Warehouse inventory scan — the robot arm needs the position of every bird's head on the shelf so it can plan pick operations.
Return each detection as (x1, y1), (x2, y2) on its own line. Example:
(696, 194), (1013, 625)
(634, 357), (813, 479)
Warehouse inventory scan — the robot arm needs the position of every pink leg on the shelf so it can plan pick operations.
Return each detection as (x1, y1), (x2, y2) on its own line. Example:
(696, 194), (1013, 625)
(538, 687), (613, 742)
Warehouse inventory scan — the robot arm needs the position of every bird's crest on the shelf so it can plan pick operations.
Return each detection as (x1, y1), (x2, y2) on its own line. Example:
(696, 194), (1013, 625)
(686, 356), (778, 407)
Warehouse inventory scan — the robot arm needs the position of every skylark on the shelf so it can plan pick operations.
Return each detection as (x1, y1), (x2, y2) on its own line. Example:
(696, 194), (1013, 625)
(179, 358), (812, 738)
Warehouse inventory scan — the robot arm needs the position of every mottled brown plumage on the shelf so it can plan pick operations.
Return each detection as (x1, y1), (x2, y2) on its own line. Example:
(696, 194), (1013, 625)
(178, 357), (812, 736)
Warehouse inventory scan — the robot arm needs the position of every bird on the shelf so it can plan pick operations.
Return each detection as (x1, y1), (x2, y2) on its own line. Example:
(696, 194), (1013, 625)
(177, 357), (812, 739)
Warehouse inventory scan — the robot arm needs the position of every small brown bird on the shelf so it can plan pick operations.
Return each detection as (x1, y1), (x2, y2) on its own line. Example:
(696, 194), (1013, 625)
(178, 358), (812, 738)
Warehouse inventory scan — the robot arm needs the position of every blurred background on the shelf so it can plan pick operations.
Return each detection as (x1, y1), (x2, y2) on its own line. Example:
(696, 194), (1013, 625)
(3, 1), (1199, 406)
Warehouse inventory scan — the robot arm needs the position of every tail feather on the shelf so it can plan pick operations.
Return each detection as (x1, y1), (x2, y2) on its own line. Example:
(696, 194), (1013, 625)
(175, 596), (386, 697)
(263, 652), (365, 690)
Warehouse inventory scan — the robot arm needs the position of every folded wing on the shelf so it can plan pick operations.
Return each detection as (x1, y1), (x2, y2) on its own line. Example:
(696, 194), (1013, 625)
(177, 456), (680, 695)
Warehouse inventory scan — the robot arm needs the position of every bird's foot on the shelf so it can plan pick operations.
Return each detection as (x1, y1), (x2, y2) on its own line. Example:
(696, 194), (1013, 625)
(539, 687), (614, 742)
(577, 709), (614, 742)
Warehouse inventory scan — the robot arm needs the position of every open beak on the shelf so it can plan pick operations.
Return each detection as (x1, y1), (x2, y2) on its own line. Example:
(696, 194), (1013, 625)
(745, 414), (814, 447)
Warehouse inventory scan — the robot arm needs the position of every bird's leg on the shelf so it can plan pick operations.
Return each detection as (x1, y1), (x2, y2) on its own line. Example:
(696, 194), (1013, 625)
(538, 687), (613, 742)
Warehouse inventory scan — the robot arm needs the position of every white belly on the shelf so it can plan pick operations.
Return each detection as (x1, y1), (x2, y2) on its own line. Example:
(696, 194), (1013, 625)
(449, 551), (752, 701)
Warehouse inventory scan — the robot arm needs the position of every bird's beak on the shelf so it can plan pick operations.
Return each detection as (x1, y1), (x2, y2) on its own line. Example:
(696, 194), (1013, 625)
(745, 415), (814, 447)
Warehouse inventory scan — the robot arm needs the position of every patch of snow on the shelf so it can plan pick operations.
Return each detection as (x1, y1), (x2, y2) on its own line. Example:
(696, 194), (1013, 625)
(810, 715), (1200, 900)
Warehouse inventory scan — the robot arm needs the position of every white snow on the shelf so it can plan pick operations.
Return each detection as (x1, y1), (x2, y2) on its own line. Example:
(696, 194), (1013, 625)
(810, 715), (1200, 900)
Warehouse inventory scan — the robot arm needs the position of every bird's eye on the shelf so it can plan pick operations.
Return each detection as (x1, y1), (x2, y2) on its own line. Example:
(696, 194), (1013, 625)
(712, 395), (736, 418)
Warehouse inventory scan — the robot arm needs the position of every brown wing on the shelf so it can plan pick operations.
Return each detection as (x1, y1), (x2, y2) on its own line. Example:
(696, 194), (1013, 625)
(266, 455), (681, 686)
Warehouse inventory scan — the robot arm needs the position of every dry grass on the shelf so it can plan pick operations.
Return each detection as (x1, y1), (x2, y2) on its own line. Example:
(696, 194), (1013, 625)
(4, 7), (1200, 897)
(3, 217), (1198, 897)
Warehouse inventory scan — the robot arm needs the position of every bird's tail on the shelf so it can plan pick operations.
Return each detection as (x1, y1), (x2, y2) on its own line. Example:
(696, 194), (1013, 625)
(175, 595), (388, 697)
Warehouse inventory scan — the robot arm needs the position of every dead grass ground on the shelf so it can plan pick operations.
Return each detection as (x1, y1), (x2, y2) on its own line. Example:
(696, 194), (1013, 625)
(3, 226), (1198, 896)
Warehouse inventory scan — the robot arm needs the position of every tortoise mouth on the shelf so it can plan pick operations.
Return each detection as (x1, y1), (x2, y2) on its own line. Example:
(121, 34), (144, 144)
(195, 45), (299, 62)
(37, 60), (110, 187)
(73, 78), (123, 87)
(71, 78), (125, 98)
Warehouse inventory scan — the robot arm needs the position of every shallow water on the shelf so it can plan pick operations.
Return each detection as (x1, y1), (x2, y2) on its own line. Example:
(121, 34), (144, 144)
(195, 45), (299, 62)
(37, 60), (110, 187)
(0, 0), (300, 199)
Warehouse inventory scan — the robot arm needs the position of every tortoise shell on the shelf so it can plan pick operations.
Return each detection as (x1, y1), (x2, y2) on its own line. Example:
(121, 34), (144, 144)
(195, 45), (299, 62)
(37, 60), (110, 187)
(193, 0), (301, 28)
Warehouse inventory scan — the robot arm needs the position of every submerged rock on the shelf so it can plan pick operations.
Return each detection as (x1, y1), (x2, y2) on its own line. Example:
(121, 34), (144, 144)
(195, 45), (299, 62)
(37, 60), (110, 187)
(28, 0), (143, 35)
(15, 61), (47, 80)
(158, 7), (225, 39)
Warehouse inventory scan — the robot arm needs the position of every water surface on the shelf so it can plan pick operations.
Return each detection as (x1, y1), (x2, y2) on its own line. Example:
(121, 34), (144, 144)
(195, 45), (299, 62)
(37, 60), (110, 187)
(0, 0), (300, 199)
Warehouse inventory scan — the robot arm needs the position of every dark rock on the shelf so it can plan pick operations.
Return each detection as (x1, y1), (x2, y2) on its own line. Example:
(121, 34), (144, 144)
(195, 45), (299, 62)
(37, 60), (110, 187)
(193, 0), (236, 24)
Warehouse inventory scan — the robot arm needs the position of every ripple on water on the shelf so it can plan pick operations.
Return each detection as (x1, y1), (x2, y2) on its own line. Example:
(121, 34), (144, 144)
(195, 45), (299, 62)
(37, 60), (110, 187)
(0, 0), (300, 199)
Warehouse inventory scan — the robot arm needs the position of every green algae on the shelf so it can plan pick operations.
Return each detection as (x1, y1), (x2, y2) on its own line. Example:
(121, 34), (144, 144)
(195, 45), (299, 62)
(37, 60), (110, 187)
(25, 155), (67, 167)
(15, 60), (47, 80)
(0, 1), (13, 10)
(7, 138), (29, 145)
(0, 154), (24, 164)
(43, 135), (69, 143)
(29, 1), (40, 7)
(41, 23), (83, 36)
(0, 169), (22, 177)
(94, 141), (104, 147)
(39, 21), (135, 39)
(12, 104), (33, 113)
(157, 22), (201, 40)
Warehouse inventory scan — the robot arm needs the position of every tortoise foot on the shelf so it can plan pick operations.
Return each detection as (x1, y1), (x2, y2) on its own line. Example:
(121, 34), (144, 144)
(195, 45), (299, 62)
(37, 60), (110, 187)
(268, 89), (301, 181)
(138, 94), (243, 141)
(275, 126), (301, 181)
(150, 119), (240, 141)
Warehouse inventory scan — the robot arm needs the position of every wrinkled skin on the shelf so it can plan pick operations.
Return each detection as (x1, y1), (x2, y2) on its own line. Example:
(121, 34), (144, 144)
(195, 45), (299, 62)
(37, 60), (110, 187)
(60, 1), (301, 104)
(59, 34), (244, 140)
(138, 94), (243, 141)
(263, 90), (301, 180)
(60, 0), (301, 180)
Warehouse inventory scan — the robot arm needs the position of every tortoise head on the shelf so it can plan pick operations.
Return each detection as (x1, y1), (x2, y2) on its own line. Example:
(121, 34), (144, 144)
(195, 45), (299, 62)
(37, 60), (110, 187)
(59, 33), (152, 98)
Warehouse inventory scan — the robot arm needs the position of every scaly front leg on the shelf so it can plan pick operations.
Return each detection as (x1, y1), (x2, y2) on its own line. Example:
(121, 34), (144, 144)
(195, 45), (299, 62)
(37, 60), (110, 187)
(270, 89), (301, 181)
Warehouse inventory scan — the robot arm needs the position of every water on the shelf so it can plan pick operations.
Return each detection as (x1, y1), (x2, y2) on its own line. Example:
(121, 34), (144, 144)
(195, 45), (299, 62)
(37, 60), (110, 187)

■ Task prompt
Read the entries and select each line where the word "wing" is found.

■ Expected answer
Warehouse inventory scan — the robot arm needs the position of every folded wing on the shelf so it can plan pick operations.
Warehouse inventory scan — the robot arm needs the position of every brown wing on the shelf so it can plan pick operations.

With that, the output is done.